* start Data section *
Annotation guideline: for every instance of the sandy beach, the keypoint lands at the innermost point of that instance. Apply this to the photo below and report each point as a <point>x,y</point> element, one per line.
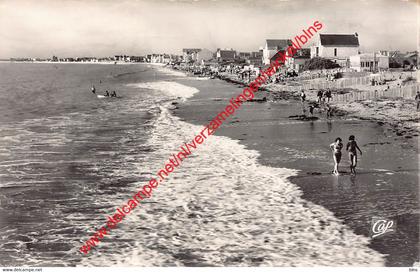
<point>382,187</point>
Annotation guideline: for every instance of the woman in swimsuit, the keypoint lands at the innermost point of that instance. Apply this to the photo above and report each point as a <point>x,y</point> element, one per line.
<point>336,149</point>
<point>352,148</point>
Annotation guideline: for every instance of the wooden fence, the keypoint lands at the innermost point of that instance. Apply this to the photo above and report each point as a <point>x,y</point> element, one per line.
<point>405,92</point>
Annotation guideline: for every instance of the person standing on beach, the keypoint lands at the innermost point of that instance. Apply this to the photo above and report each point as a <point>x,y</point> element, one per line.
<point>352,148</point>
<point>302,96</point>
<point>336,149</point>
<point>319,95</point>
<point>418,100</point>
<point>329,111</point>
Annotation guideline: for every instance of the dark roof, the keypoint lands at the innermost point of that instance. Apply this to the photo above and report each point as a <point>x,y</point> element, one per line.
<point>191,50</point>
<point>227,54</point>
<point>273,58</point>
<point>339,39</point>
<point>278,44</point>
<point>304,53</point>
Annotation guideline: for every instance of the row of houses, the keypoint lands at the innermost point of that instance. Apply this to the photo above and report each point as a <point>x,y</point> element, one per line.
<point>343,49</point>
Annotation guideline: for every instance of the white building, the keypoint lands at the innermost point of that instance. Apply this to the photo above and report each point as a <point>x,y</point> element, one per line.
<point>298,60</point>
<point>336,47</point>
<point>204,55</point>
<point>190,54</point>
<point>371,62</point>
<point>272,47</point>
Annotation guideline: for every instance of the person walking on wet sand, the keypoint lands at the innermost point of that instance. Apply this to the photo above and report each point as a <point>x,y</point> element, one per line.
<point>336,149</point>
<point>418,100</point>
<point>319,95</point>
<point>302,96</point>
<point>352,148</point>
<point>329,111</point>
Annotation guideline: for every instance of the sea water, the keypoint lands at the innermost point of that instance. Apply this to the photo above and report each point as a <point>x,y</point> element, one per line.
<point>68,160</point>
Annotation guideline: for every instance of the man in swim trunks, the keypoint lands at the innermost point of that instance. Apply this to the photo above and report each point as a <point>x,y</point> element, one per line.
<point>336,149</point>
<point>352,148</point>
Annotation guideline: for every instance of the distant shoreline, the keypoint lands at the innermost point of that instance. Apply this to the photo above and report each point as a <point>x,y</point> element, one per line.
<point>78,62</point>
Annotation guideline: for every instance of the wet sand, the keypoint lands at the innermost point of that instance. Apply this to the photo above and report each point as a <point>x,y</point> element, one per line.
<point>386,184</point>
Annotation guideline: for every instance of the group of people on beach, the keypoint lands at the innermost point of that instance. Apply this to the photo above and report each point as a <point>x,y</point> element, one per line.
<point>351,148</point>
<point>321,102</point>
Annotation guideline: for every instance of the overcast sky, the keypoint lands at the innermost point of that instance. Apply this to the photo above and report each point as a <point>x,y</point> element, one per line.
<point>41,28</point>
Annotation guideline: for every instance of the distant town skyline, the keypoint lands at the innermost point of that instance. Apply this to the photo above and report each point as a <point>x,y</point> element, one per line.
<point>105,28</point>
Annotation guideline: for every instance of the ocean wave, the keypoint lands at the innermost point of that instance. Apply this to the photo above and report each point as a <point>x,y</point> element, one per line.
<point>221,207</point>
<point>169,88</point>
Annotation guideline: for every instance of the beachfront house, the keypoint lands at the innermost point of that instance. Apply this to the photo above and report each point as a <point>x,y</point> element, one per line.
<point>225,55</point>
<point>298,60</point>
<point>336,47</point>
<point>204,55</point>
<point>370,62</point>
<point>272,47</point>
<point>190,54</point>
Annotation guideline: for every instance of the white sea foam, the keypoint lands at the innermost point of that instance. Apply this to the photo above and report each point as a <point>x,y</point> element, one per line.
<point>168,71</point>
<point>221,207</point>
<point>173,89</point>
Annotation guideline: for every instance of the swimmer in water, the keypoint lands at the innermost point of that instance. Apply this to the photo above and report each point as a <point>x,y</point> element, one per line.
<point>336,149</point>
<point>352,148</point>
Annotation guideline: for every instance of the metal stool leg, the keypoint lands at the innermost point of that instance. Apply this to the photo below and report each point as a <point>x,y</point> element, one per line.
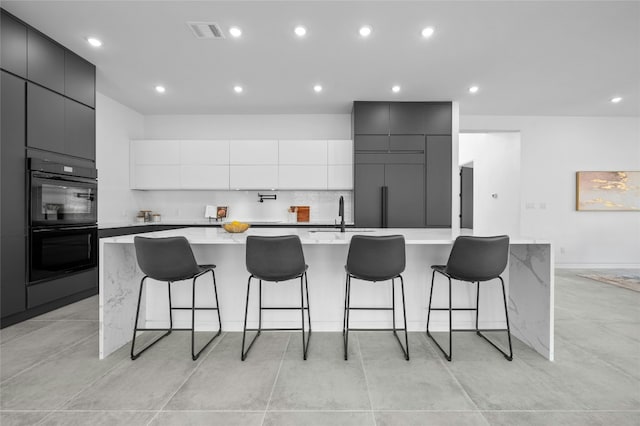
* end Data section *
Problem to work on
Recast every line of the entries above as a Markdown table with two columns, "No." for the row number and "Text" for the line, omitting blank lines. Leave the pictures out.

Output of the exercise
| No. | Text |
|---|---|
| 1 | Annotation guideline: for every instance of the sandy beach, the keypoint lands at the innermost point of that instance. Apply this to the photo below and report each point as a <point>x,y</point> element, one per line. |
| 2 | <point>382,187</point> |
| 3 | Annotation guideline: for every instance of the woman in swimsuit, the keypoint lands at the innermost point of that instance. Apply this to the photo above and report each point as a <point>x,y</point> element, one per line. |
| 4 | <point>336,149</point> |
| 5 | <point>352,148</point> |
| 6 | Annotation guideline: for every instance of the wooden fence, the keypoint lands at the innermost point of that instance. Apply this to the photo above and report each point as a <point>x,y</point> element, one per line. |
| 7 | <point>405,92</point> |
| 8 | Annotation guideline: for every instance of the person standing on beach, the keypoint lands at the innermost point of that instance. Apply this to the photo above and report each point as a <point>x,y</point> element, one per line. |
| 9 | <point>352,148</point> |
| 10 | <point>302,96</point> |
| 11 | <point>336,149</point> |
| 12 | <point>319,95</point> |
| 13 | <point>418,100</point> |
| 14 | <point>329,111</point> |
| 15 | Annotation guideline: for every instance of the dark roof, the keypoint lands at the innermost point of that instance. Apply this to the photo above and report each point as a <point>x,y</point> element, one per line. |
| 16 | <point>191,50</point> |
| 17 | <point>227,54</point> |
| 18 | <point>273,58</point> |
| 19 | <point>339,39</point> |
| 20 | <point>278,44</point> |
| 21 | <point>304,53</point> |
| 22 | Annotation guideline: for every instance of the row of houses, the keypoint lands at the innermost point of that instance. Apply this to the photo above and report each point as a <point>x,y</point> element, one per line. |
| 23 | <point>343,49</point> |
| 24 | Annotation guideline: for every instance of the white building, the keypoint lands at the innermost point of that instance. Apply this to the photo above and report each point as a <point>x,y</point> element, one per line. |
| 25 | <point>298,60</point> |
| 26 | <point>336,47</point> |
| 27 | <point>204,55</point> |
| 28 | <point>190,54</point> |
| 29 | <point>371,62</point> |
| 30 | <point>272,47</point> |
| 31 | Annotation guideline: for every instance of the person walking on wet sand, the keypoint lands at the innermost point of that instance. Apply this to the photo above and report each point as a <point>x,y</point> element, one per line. |
| 32 | <point>336,149</point> |
| 33 | <point>418,100</point> |
| 34 | <point>319,95</point> |
| 35 | <point>302,96</point> |
| 36 | <point>352,148</point> |
| 37 | <point>329,111</point> |
| 38 | Annotation guideline: for every instance of the sea water, the keypoint lands at the innermost point of that instance. Apply this to the photo above and report each point as a <point>x,y</point> element, one per line. |
| 39 | <point>68,160</point> |
| 40 | Annotation guideline: for every instance of the man in swim trunks, the keypoint lands at the innermost point of that instance. Apply this to the photo above and report each point as a <point>x,y</point> element, one per line. |
| 41 | <point>336,149</point> |
| 42 | <point>352,148</point> |
| 43 | Annotation guideline: for every instance of the distant shoreline, the keypoint lands at the innermost point of that instance. Apply this to the photo above and report each point as a <point>x,y</point> element, one per line. |
| 44 | <point>78,62</point> |
| 45 | Annotation guideline: for every instance of the wet sand, the keypoint lands at the innermost point of that instance. Apply this to the photo above and report each point as a <point>x,y</point> element, one per line. |
| 46 | <point>386,184</point> |
| 47 | Annotation guideline: for every instance of the group of people on beach, the keypoint lands at the innermost point of that instance. Apply this to the photo above and report each point as a <point>x,y</point> element, one per line. |
| 48 | <point>351,148</point> |
| 49 | <point>321,102</point> |
| 50 | Annotation guideline: for every instance of the overcast sky, the keypoint lands at the innermost point of that instance. Apply this to the photo above and report each point as a <point>x,y</point> element, one per line. |
| 51 | <point>41,28</point> |
| 52 | Annotation guideline: for every instance of the distant town skyline, the keypoint lands at the innermost point of that instance. Apply this to the photo above and report each point as a <point>x,y</point> element, one per line. |
| 53 | <point>105,28</point> |
| 54 | Annotation guideline: for every instance of the ocean wave, the keypoint lands at the innermost point of that instance. Apply this to the photo above and report each point as a <point>x,y</point> element, one per line. |
| 55 | <point>221,207</point> |
| 56 | <point>169,88</point> |
| 57 | Annotation guideline: for every instance of the beachfront house, the keypoint lands at the innermost point of that instance. Apply this to the photo above and report each point as a <point>x,y</point> element, one per line. |
| 58 | <point>225,55</point> |
| 59 | <point>298,60</point> |
| 60 | <point>336,47</point> |
| 61 | <point>204,55</point> |
| 62 | <point>370,62</point> |
| 63 | <point>272,47</point> |
| 64 | <point>190,54</point> |
| 65 | Annotation guideline: for every instance of the white sea foam, the keypoint lands at the innermost point of that instance. Apply this to the photo above and report each point as a <point>x,y</point> element, one per line. |
| 66 | <point>168,71</point> |
| 67 | <point>221,207</point> |
| 68 | <point>173,89</point> |
| 69 | Annotation guideline: for every instance of the swimmer in water, the keypoint lands at the innermost point of that instance. Apply this to the photo above and report each point as a <point>x,y</point> element, one per line. |
| 70 | <point>336,149</point> |
| 71 | <point>352,148</point> |
| 72 | Annotation guideline: for every instance of the metal stool leg, the keypoint lands at the innermost point of that instance. Apply this to the photo below and report each point as a <point>x,y</point> element, one per line. |